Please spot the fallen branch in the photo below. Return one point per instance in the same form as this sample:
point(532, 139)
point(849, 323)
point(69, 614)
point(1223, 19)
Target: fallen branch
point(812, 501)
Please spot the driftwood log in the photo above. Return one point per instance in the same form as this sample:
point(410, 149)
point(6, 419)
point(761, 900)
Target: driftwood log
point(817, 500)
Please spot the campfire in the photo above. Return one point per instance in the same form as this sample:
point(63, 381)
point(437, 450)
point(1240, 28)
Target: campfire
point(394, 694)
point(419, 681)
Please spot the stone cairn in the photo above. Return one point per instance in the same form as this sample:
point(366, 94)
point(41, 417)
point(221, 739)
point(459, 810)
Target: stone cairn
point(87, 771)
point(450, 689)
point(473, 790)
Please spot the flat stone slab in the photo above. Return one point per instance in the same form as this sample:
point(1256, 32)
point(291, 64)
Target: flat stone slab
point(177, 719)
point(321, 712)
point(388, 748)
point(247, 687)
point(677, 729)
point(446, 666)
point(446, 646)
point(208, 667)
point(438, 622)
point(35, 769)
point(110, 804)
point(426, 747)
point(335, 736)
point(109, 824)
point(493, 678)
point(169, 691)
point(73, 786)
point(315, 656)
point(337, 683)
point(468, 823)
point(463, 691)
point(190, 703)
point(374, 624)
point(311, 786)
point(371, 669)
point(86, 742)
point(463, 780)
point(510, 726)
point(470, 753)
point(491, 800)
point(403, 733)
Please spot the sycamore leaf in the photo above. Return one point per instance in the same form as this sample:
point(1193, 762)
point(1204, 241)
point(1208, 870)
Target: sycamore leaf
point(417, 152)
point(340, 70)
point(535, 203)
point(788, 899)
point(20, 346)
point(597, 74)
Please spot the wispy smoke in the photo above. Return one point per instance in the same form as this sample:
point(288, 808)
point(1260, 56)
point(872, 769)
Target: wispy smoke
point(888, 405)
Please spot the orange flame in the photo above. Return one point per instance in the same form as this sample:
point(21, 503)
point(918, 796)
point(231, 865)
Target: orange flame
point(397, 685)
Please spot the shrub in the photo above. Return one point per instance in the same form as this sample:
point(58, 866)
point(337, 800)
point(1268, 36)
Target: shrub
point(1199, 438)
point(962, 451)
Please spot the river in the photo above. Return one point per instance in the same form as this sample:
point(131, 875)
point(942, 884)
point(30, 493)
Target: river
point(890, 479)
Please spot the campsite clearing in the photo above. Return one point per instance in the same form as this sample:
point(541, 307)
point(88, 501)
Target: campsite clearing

- [Requirement]: Put every line from the one that contains "Please spot the wispy" through the last line of the entries into a numbered list, leaving out any blank lines.

- [Solution to this exercise]:
1. Please spot the wispy smoke in the photo above. Return one point per instance in the same form as this sample:
2. point(288, 808)
3. point(1260, 56)
4. point(872, 769)
5. Target: wispy smoke
6. point(888, 405)
7. Please spot the orange flame in the photo above. Return one point per instance in the same form as this sample:
8. point(21, 503)
9. point(918, 796)
10. point(231, 865)
11. Target: orange flame
12. point(397, 685)
13. Please spot the shrub in the photo above. Return one point per instance in the same form as this sample:
14. point(58, 866)
15. point(337, 800)
16. point(1268, 36)
17. Target: shrub
18. point(1199, 438)
19. point(962, 451)
20. Please spot the river in the photo above. Return one point per instance in the same form as this sample:
21. point(131, 875)
22. point(942, 884)
23. point(30, 493)
24. Target: river
25. point(890, 479)
26. Please spot the campsite clearing in the photo above. Return one point per instance in the same form as this sample:
27. point(541, 307)
28. point(88, 501)
29. Target: campsite clearing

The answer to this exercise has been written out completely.